- _Task details_
Can you copy word for word the stretch of entries below from the line containing "railing post on the pitch." through the line containing "[570,534,582,639]", leaving the pictures out of your answer?
The records start
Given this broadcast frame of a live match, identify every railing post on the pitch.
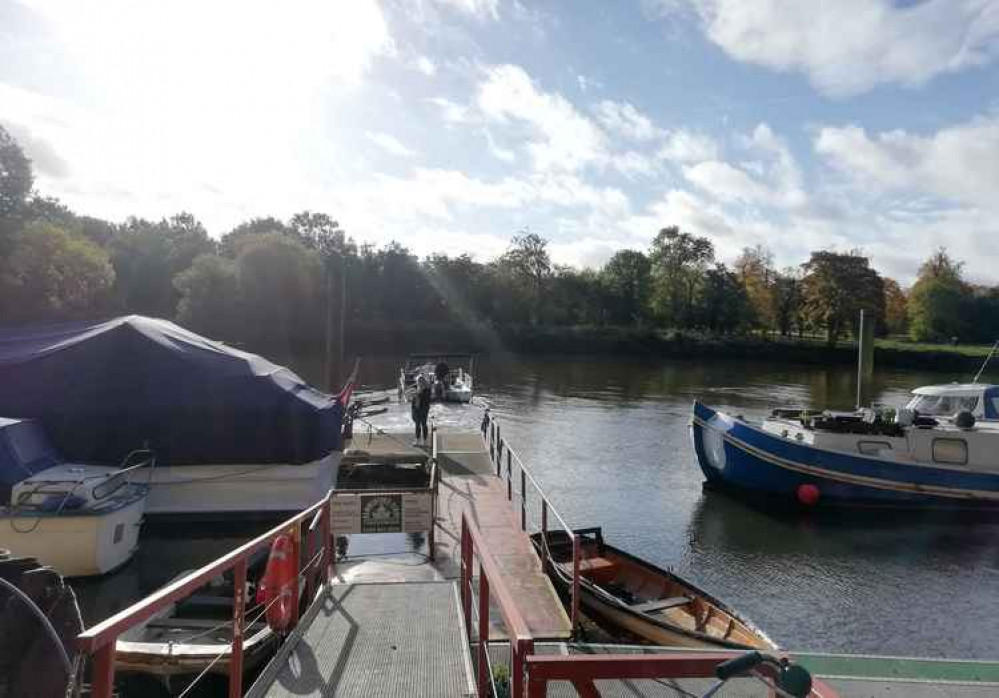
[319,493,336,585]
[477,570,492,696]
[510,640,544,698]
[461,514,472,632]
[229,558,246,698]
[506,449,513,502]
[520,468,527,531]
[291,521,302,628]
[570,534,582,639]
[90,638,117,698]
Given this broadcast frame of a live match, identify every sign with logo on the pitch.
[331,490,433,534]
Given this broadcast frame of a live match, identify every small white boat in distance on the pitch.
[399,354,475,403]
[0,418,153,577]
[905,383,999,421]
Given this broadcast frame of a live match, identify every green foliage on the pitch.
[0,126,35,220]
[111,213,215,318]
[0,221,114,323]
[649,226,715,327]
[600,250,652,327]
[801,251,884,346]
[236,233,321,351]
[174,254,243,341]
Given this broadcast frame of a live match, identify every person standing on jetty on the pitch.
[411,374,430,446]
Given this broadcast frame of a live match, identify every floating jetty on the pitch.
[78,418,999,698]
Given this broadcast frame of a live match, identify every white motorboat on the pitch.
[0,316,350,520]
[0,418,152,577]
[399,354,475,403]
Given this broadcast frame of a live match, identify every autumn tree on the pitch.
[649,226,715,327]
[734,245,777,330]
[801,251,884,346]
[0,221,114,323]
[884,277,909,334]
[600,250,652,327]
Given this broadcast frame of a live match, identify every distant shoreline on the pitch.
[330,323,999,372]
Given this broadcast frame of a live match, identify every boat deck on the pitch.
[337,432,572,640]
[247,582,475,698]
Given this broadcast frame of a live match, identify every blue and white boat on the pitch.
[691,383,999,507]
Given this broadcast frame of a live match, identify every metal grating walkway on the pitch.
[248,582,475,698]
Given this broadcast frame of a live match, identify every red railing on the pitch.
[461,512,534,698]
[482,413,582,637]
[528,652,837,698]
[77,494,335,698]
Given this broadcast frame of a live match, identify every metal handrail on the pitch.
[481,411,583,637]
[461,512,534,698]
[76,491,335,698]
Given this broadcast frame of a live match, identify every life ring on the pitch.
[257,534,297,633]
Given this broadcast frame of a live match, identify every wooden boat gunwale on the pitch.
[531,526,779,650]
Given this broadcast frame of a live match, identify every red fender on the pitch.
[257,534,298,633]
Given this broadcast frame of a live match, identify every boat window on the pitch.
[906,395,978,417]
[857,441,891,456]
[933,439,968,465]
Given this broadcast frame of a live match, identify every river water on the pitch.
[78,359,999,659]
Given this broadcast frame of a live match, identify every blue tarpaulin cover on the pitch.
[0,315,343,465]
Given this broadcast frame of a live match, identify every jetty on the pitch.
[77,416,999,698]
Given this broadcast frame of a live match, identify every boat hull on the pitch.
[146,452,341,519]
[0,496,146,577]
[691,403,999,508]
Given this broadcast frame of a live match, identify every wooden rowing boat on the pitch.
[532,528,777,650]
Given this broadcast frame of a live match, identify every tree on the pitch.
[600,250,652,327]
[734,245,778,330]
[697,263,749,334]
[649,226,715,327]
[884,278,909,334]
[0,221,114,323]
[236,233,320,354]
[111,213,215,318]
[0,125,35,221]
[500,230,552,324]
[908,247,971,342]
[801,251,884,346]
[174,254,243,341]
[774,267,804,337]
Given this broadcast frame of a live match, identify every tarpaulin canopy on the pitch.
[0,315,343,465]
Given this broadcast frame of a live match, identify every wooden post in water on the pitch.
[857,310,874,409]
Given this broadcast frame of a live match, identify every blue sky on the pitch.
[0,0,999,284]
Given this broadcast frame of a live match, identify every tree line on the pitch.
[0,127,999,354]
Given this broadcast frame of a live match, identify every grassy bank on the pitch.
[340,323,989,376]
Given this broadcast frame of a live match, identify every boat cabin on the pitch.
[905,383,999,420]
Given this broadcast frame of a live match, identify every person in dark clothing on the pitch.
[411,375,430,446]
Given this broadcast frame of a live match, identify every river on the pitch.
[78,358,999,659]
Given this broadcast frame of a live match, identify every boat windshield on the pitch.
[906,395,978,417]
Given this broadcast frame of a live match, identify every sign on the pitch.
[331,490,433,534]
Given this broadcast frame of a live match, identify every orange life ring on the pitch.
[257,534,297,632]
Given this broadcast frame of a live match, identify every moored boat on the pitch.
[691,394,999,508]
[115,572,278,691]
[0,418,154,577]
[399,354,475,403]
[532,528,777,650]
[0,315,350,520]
The records end
The records start
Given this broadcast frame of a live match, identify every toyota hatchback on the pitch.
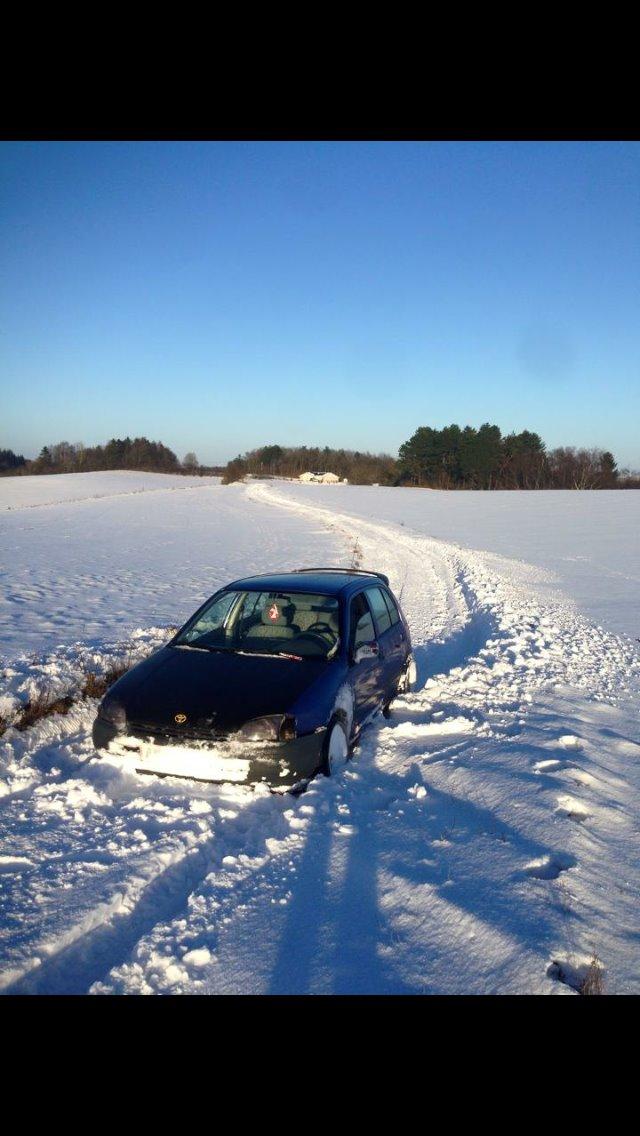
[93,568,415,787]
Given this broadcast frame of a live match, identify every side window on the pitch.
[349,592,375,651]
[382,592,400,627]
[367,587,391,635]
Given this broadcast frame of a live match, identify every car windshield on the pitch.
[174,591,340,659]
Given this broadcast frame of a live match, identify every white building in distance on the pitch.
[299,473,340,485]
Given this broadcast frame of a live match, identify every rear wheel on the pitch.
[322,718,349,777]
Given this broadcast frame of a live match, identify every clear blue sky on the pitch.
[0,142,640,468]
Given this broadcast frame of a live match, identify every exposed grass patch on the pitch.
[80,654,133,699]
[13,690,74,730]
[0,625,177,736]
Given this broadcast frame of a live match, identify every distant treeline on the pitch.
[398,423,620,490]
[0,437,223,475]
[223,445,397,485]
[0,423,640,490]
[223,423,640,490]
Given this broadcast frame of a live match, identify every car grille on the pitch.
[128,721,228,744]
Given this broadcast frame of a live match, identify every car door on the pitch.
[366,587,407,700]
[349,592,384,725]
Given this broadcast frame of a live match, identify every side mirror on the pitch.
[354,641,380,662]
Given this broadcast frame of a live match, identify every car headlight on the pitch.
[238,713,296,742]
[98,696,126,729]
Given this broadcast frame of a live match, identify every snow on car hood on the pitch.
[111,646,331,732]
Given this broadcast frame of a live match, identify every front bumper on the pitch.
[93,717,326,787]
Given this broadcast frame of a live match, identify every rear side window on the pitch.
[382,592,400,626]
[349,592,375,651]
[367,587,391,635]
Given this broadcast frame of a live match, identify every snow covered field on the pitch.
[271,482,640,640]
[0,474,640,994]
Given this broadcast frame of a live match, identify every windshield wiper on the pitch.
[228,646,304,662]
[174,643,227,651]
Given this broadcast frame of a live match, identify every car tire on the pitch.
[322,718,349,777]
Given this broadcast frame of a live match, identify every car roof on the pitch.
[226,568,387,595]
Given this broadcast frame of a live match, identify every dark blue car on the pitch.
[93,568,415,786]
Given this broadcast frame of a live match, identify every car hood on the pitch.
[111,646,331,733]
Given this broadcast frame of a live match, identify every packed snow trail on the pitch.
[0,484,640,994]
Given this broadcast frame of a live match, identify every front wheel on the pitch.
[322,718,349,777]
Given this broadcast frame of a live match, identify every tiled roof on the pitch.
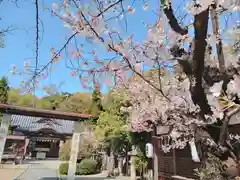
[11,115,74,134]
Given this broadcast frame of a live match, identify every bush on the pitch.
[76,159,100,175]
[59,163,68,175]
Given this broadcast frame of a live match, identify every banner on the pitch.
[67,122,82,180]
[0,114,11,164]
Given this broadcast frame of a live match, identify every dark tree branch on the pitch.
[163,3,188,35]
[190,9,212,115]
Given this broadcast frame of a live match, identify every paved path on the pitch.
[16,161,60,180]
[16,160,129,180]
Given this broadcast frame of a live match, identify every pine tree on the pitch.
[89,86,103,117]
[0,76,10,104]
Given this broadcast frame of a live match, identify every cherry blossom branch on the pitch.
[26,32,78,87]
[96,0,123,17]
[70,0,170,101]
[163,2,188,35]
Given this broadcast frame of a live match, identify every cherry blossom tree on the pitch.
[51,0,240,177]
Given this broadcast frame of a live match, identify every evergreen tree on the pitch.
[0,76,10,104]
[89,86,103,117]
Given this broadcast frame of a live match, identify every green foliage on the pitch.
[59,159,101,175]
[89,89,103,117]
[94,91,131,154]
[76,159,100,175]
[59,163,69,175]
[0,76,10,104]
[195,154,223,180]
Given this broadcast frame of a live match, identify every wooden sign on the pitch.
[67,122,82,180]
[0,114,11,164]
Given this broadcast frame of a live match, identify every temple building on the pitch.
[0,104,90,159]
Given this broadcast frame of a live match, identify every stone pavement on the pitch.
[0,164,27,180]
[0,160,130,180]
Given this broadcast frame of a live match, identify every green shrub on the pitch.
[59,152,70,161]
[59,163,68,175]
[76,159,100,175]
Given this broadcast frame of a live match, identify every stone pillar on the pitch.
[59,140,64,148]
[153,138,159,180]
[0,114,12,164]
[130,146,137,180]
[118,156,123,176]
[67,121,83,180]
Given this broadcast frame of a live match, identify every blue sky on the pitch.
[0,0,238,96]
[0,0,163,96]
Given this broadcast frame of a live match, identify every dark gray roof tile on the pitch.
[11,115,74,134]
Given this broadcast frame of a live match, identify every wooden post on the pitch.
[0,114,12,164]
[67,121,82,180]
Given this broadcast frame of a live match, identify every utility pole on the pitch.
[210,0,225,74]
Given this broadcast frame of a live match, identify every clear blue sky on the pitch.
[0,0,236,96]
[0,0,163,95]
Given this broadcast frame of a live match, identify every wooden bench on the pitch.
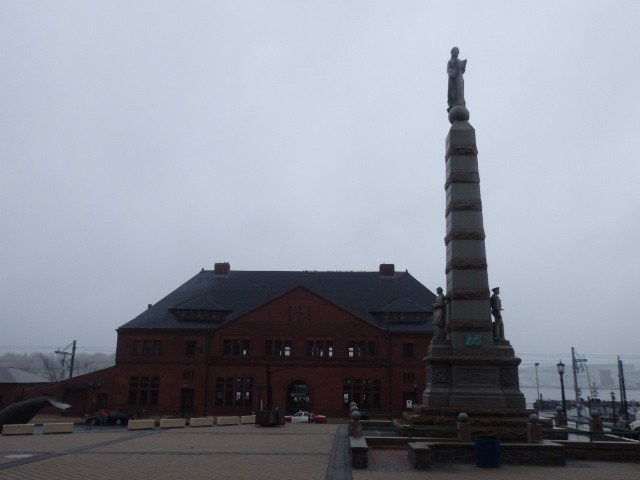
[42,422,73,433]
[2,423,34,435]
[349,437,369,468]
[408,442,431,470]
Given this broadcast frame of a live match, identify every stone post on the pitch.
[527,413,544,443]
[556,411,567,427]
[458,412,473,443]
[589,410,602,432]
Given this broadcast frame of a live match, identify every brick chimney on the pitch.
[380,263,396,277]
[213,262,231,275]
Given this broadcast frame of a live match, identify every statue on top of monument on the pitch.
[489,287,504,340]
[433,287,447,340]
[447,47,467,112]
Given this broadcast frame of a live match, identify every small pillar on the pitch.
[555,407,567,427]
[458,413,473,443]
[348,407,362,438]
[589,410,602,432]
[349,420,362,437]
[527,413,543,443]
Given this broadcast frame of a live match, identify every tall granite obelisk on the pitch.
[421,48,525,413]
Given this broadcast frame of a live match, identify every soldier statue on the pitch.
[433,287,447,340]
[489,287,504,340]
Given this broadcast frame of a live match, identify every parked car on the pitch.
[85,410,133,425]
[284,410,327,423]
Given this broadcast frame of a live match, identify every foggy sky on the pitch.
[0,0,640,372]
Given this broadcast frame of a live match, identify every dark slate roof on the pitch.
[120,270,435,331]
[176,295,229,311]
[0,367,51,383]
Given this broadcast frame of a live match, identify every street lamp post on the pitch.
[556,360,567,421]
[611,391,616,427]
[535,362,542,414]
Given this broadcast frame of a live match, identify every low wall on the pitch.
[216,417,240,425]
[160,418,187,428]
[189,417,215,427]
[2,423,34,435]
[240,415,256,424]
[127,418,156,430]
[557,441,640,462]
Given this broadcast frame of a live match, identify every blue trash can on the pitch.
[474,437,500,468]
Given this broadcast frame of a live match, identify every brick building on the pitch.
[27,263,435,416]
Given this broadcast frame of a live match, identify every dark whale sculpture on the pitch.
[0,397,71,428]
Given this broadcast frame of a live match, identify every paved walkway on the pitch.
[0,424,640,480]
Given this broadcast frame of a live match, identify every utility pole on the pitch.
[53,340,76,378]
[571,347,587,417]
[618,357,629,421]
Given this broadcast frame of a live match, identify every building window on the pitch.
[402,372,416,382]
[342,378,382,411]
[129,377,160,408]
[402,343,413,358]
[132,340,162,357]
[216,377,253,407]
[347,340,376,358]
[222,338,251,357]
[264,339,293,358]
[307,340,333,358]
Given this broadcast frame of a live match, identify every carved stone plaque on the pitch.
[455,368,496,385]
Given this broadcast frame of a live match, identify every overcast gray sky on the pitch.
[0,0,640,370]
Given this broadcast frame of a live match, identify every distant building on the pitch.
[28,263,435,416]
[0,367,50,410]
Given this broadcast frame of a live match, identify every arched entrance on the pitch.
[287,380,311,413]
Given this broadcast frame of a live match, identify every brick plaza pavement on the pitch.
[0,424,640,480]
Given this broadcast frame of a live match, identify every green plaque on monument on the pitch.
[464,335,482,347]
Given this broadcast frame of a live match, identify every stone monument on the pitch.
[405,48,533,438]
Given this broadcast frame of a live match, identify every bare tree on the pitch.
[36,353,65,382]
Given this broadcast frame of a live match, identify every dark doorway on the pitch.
The records end
- _Task answer_
Given this broadcast frame of a live match, identify every railing post on the pitch.
[319,493,336,585]
[477,570,492,696]
[510,640,544,698]
[461,514,472,632]
[229,558,246,698]
[506,449,513,502]
[520,468,527,531]
[291,521,302,628]
[570,534,582,639]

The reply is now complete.